## PROBLEM TO SOLVE
Starting with the line that contains "of the sliding" and going on through the end of the data below, copy out each line word for word. Leave out every line before that one.
---- RECORDS FOR THE EXERCISE
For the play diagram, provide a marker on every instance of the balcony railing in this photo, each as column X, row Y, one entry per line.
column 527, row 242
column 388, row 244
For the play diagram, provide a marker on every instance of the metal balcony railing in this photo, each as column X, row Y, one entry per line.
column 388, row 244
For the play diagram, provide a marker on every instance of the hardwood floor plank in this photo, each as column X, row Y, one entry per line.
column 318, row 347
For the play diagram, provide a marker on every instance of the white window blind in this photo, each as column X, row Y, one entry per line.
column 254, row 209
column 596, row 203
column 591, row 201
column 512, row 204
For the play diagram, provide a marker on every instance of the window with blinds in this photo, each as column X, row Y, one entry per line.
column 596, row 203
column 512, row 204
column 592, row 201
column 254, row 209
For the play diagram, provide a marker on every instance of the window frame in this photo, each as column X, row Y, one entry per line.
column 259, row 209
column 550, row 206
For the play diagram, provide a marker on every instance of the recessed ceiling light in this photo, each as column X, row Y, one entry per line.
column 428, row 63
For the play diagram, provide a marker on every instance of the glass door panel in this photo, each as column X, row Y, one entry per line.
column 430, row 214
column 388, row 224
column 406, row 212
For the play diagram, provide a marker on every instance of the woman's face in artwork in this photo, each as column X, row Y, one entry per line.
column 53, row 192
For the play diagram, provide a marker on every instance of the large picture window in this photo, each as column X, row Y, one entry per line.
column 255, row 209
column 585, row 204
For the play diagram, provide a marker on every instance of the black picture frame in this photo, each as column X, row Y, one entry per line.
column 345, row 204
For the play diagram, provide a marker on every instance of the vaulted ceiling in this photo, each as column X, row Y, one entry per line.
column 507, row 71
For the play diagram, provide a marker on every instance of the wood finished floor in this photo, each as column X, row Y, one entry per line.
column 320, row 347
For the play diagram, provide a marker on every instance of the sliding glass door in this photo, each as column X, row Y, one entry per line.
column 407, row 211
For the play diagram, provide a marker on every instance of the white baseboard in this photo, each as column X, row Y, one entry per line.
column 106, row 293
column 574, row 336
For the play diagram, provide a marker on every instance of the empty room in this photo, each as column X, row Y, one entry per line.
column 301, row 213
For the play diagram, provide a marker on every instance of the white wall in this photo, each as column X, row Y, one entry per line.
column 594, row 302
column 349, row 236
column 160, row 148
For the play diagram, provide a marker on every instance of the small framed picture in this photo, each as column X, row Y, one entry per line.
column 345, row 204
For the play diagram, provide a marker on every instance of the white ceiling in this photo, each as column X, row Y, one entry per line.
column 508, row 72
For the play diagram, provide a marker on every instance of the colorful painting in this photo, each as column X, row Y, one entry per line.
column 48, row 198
--------
## RESULT
For the play diagram, provide a marker on every instance of the sliding glass door in this photo, each as column X, row Y, one entry per line.
column 407, row 211
For the play diagram, provide a marker on every instance of the white baseboard in this photo, each as column X, row Y, one entry per line.
column 106, row 293
column 574, row 336
For the play diagram, provide a marker on every instance of the empty room in this photo, each as column X, row Y, one entry per line.
column 301, row 213
For the play diagram, provide a marker on every instance of the white wall in this photo, each as column X, row Y, one entry per line.
column 594, row 302
column 349, row 236
column 160, row 148
For the play diagram, provide a marker on every instance of the small framed picture in this photo, each as column X, row Y, one entry per line.
column 345, row 204
For the play diagram, provide a marker on every instance of the white ceiling in this photo, each as column X, row Y, one entry per line.
column 508, row 72
For the play diagram, provide a marker on every instance of the colorful painting in this photo, each as column X, row Y, one entry per line.
column 48, row 198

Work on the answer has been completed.